**Exercise:**
Copy the passage below on autism diagnoses and school disability protections word for word, in full.

**Extract provided:**
Kennedy, of course, has helped spread the lie that childhood vaccines have caused an increase in the number of people who have autism.

As for the numbers, in 2005 about 1 in 166 children had been diagnosed with autism. Today the number is 1 in 36. The truth is there are more diagnoses because the definition of what counts as autism has been expanded.

Also, the Individuals with Disabilities Education Act of 1990, a reauthorization of what had been the Education for Handicapped Children Act, included autism as a covered disability, and as a result, schools had to report the numbers of students it served.

Counting children with disabilities is one of a handful of ways the Education Department, which enforces IDEA, serves students with disabilities and their families. But if Trump and Republicans have their way, these crucial protections might soon be eroded.

“I’ve witnessed the transformative power of education, both in the classroom and also in apprenticeship programs,” McMahon said in a November statement. “I look forward to working collaboratively with students — educators — parents and communities to strengthen our educational system; ensuring every child regardless of their demographics is prepared for a bright future.”

Stored entries
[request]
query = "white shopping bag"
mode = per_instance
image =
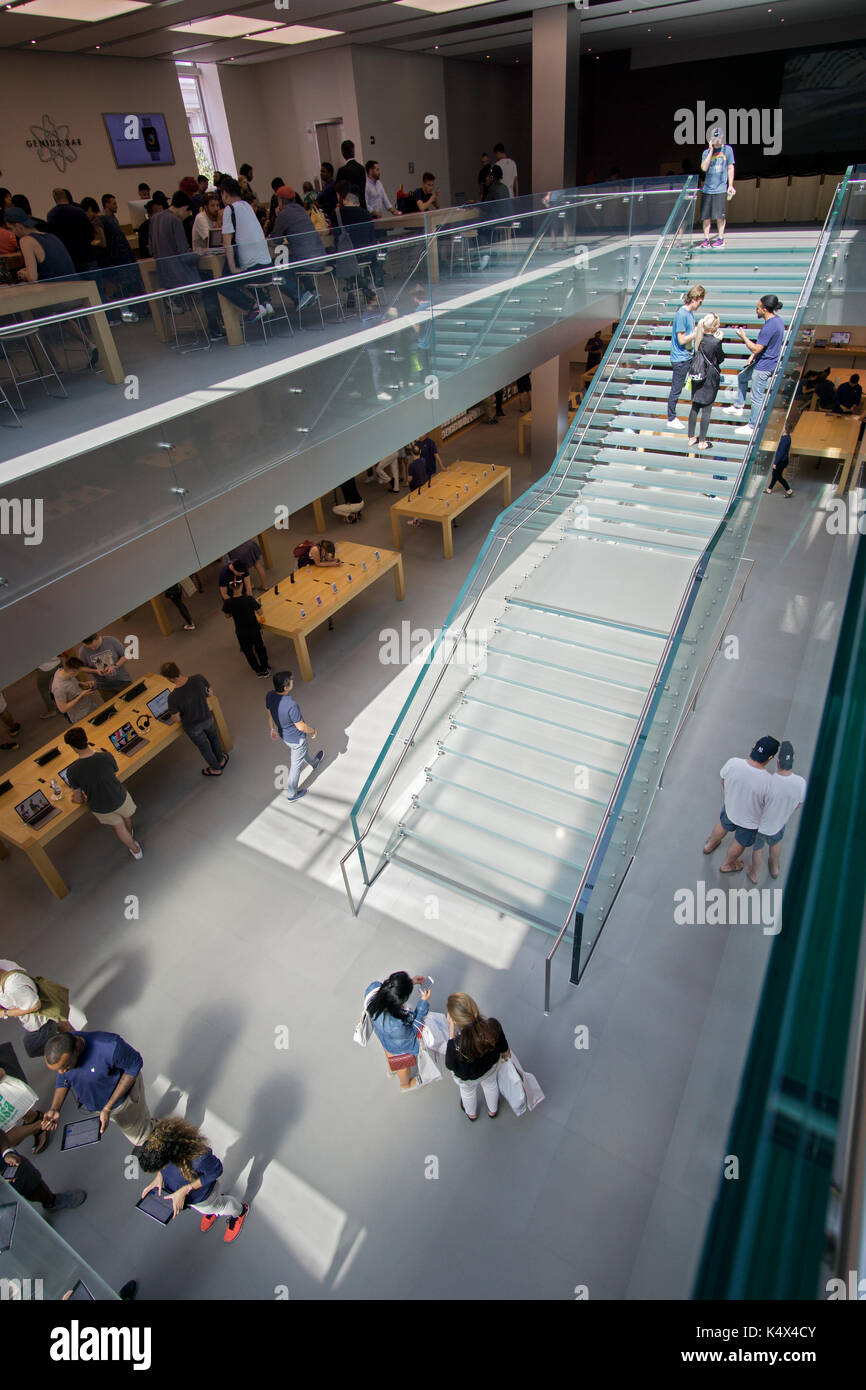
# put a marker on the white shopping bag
(15, 1100)
(428, 1068)
(434, 1034)
(510, 1086)
(533, 1090)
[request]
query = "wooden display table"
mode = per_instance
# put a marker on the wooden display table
(822, 435)
(526, 423)
(28, 777)
(59, 293)
(448, 495)
(310, 601)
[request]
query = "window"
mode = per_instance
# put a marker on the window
(193, 104)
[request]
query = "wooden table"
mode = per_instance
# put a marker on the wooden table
(448, 495)
(310, 601)
(822, 435)
(526, 423)
(54, 293)
(28, 777)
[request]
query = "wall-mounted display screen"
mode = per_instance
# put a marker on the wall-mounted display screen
(136, 139)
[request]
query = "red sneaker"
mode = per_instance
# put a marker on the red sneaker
(234, 1225)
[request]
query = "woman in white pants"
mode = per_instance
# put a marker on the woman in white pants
(474, 1051)
(186, 1171)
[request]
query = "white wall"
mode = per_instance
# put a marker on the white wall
(395, 95)
(75, 91)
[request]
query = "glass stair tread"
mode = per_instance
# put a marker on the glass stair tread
(496, 858)
(680, 503)
(549, 709)
(515, 669)
(548, 652)
(530, 812)
(701, 462)
(502, 742)
(513, 897)
(616, 642)
(677, 481)
(651, 512)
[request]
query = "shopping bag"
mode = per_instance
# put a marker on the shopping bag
(533, 1090)
(434, 1034)
(428, 1068)
(15, 1100)
(510, 1086)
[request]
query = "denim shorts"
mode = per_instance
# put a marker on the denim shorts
(769, 840)
(742, 836)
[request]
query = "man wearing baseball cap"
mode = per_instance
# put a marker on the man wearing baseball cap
(717, 164)
(303, 241)
(745, 786)
(787, 794)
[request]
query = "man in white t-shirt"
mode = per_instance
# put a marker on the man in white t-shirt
(509, 170)
(787, 794)
(745, 786)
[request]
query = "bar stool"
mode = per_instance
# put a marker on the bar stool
(314, 277)
(195, 335)
(29, 341)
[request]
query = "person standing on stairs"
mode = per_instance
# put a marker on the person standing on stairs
(706, 363)
(681, 348)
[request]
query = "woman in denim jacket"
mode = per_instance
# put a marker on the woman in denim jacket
(395, 1026)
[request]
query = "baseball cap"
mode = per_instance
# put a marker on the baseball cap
(17, 214)
(765, 748)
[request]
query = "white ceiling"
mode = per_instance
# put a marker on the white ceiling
(498, 31)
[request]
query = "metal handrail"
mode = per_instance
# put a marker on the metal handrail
(702, 562)
(544, 501)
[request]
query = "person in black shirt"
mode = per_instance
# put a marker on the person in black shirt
(353, 173)
(473, 1054)
(243, 610)
(71, 225)
(93, 777)
(188, 704)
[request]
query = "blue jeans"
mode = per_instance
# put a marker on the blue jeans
(299, 755)
(759, 381)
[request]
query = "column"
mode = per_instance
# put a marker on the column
(555, 88)
(549, 410)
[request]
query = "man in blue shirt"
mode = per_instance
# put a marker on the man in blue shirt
(287, 722)
(717, 164)
(681, 349)
(763, 362)
(106, 1075)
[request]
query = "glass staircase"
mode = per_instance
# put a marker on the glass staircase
(508, 767)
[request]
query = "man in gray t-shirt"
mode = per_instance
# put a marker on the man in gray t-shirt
(107, 658)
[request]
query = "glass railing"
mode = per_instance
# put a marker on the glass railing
(508, 555)
(695, 631)
(38, 1265)
(188, 419)
(769, 1230)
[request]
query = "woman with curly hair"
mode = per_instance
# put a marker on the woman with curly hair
(186, 1171)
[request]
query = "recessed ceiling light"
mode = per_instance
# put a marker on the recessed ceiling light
(441, 6)
(220, 27)
(295, 34)
(85, 10)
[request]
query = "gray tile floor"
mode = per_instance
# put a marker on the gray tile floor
(243, 929)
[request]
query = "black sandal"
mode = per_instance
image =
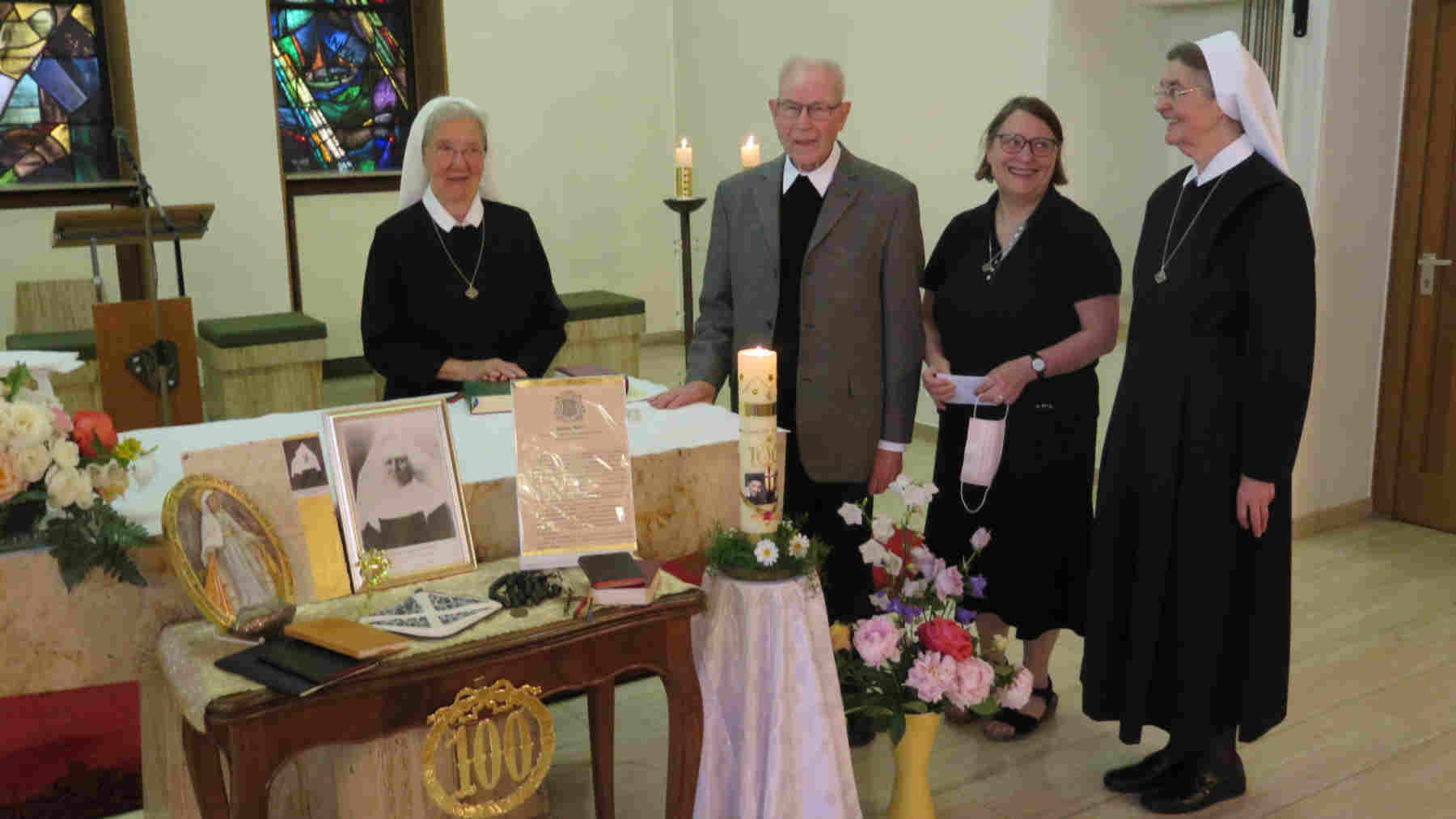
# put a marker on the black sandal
(1021, 724)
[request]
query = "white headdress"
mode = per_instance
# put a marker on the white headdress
(1244, 94)
(414, 176)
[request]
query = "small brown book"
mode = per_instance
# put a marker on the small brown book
(347, 637)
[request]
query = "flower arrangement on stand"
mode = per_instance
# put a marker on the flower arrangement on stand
(904, 666)
(58, 474)
(775, 555)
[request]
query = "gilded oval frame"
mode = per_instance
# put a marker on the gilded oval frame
(180, 555)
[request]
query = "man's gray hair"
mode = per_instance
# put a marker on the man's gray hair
(449, 112)
(802, 63)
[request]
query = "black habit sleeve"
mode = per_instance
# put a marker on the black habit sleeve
(1279, 344)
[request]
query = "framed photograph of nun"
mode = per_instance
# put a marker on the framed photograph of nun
(400, 490)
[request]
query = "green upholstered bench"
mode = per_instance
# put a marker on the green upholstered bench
(603, 329)
(260, 365)
(79, 389)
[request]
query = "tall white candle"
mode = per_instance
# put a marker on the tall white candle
(760, 484)
(749, 153)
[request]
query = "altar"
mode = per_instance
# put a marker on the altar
(684, 465)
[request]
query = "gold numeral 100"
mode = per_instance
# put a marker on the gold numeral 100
(516, 751)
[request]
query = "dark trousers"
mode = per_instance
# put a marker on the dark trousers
(848, 582)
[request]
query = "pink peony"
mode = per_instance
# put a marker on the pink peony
(946, 637)
(1018, 693)
(973, 682)
(932, 677)
(877, 640)
(948, 583)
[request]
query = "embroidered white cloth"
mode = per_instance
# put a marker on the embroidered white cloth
(773, 724)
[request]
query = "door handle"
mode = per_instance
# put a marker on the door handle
(1428, 263)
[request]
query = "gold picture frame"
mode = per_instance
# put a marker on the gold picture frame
(225, 551)
(400, 490)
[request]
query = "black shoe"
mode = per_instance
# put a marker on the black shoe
(1203, 784)
(1149, 774)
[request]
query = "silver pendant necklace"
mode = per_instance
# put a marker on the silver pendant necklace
(469, 283)
(1162, 267)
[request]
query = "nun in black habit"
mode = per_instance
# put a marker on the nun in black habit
(1188, 600)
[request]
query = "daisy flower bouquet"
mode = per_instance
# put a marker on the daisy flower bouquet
(58, 474)
(777, 555)
(917, 655)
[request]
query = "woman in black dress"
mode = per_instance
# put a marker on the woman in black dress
(1188, 615)
(458, 286)
(1024, 292)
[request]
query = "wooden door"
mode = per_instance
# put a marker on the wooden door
(1426, 240)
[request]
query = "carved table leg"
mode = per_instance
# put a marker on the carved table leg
(602, 717)
(205, 771)
(684, 735)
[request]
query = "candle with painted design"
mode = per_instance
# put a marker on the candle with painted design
(749, 153)
(760, 482)
(684, 159)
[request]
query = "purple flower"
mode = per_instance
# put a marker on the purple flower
(977, 584)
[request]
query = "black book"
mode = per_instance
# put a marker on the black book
(293, 666)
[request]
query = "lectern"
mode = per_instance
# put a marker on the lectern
(146, 350)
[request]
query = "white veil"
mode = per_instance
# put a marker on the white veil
(1244, 94)
(414, 176)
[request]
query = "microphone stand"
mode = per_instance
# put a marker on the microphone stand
(162, 363)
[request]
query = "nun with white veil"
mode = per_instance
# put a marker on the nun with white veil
(402, 496)
(235, 560)
(458, 286)
(1188, 592)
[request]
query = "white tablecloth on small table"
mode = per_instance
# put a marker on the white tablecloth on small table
(773, 724)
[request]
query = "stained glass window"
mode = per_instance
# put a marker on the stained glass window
(54, 95)
(342, 83)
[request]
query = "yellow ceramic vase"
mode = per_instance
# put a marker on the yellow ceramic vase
(912, 795)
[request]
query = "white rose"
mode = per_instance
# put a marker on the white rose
(32, 460)
(66, 453)
(882, 528)
(145, 469)
(32, 424)
(69, 487)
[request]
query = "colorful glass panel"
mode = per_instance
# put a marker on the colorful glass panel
(54, 96)
(342, 83)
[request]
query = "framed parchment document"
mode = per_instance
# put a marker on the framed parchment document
(573, 469)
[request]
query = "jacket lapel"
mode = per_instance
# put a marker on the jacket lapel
(842, 193)
(766, 191)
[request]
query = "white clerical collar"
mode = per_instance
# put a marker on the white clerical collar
(820, 176)
(1232, 153)
(443, 218)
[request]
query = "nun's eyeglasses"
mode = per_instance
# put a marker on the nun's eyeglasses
(1172, 92)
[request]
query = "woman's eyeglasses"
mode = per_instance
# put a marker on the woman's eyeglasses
(1040, 146)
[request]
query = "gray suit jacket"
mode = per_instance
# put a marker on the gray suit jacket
(859, 307)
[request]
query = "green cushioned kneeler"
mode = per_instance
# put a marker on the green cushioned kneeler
(80, 342)
(269, 329)
(600, 305)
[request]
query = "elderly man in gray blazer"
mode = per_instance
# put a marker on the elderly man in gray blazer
(817, 254)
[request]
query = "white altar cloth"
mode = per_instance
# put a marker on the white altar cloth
(773, 724)
(480, 452)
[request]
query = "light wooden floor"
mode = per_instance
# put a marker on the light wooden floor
(1372, 724)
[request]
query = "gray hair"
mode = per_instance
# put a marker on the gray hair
(804, 63)
(449, 112)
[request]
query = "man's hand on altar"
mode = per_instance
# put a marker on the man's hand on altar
(691, 393)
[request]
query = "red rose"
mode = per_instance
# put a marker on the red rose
(92, 427)
(946, 637)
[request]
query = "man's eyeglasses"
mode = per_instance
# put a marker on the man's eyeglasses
(468, 153)
(1172, 92)
(1040, 146)
(820, 112)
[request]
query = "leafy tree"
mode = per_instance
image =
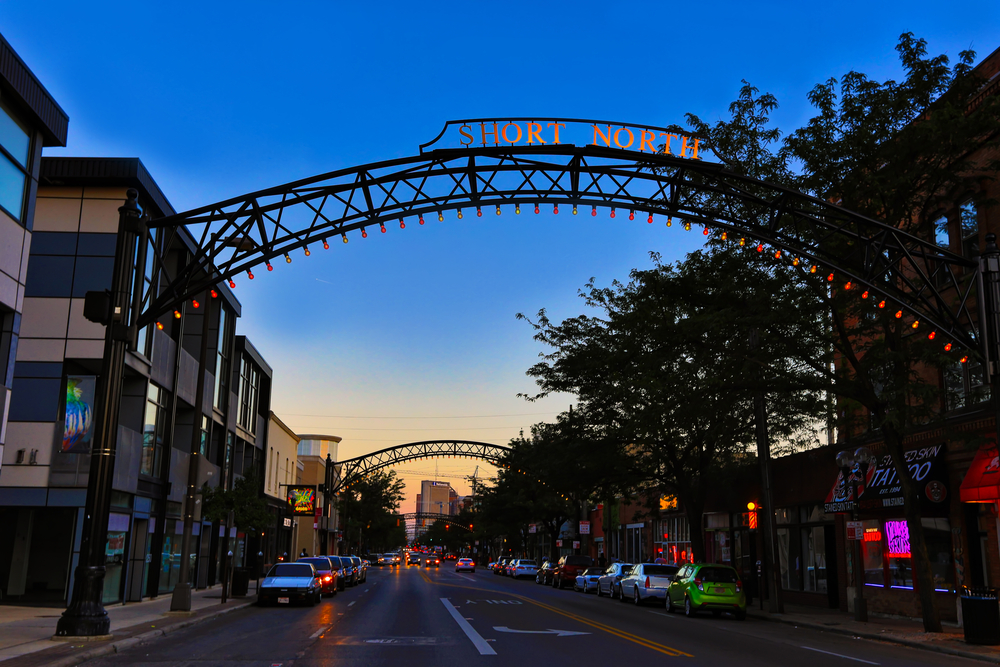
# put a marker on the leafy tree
(897, 151)
(244, 500)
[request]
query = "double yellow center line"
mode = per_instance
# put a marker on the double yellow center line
(628, 636)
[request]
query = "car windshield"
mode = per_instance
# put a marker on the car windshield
(718, 575)
(319, 563)
(291, 570)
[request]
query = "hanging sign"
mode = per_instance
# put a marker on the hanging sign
(540, 132)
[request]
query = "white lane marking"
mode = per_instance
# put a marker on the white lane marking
(470, 632)
(840, 655)
(557, 633)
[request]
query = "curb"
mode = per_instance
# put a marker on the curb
(124, 644)
(876, 637)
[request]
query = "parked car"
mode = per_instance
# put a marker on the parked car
(708, 587)
(290, 582)
(586, 581)
(646, 582)
(343, 567)
(523, 567)
(326, 573)
(545, 572)
(567, 568)
(361, 568)
(608, 582)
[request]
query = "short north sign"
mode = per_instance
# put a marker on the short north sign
(482, 132)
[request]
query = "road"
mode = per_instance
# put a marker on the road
(416, 617)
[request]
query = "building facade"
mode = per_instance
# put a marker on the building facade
(30, 120)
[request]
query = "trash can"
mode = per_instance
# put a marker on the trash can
(241, 581)
(981, 615)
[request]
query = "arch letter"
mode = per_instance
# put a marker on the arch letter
(462, 130)
(533, 130)
(598, 133)
(644, 141)
(631, 137)
(495, 133)
(503, 132)
(685, 146)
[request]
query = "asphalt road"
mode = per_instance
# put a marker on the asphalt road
(418, 617)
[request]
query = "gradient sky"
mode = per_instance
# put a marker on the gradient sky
(411, 335)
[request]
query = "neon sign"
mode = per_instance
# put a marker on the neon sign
(897, 536)
(536, 131)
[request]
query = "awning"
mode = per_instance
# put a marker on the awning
(982, 481)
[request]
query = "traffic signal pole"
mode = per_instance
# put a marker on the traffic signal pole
(86, 616)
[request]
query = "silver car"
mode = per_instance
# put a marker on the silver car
(608, 582)
(647, 581)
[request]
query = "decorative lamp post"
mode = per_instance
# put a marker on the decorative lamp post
(854, 468)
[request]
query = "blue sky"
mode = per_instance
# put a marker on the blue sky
(412, 335)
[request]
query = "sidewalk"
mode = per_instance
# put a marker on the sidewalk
(26, 632)
(900, 631)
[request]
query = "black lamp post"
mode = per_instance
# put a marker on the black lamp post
(85, 616)
(854, 467)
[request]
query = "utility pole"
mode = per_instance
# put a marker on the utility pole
(86, 616)
(181, 600)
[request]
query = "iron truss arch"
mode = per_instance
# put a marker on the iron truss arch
(243, 234)
(354, 469)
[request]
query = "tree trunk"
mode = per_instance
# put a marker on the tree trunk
(919, 558)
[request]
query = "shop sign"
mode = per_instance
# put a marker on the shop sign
(538, 132)
(881, 488)
(302, 499)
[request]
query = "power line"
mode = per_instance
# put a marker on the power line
(520, 414)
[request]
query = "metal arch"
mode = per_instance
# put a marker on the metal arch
(241, 234)
(354, 469)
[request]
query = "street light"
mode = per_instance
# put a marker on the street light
(854, 470)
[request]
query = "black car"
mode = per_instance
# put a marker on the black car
(325, 571)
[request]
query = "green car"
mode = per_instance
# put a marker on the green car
(710, 587)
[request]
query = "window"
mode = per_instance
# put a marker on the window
(153, 431)
(222, 360)
(15, 155)
(249, 386)
(969, 218)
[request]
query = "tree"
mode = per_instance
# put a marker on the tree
(894, 151)
(244, 500)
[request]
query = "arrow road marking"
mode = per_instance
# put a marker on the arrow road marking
(557, 633)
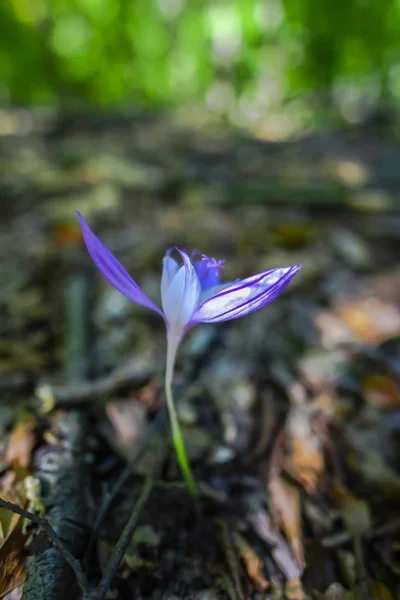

**Expected output:**
Kennedy, of course, has helped spread the lie that childhood vaccines have caused an increase in the number of people who have autism.

As for the numbers, in 2005 about 1 in 166 children had been diagnosed with autism. Today the number is 1 in 36. The truth is there are more diagnoses because the definition of what counts as autism has been expanded.

Also, the Individuals with Disabilities Education Act of 1990, a reauthorization of what had been the Education for Handicapped Children Act, included autism as a covered disability, and as a result, schools had to report the numbers of students it served.

Counting children with disabilities is one of a handful of ways the Education Department, which enforces IDEA, serves students with disabilities and their families. But if Trump and Republicans have their way, these crucial protections might soon be eroded.

“I’ve witnessed the transformative power of education, both in the classroom and also in apprenticeship programs,” McMahon said in a November statement. “I look forward to working collaboratively with students — educators — parents and communities to strengthen our educational system; ensuring every child regardless of their demographics is prepared for a bright future.”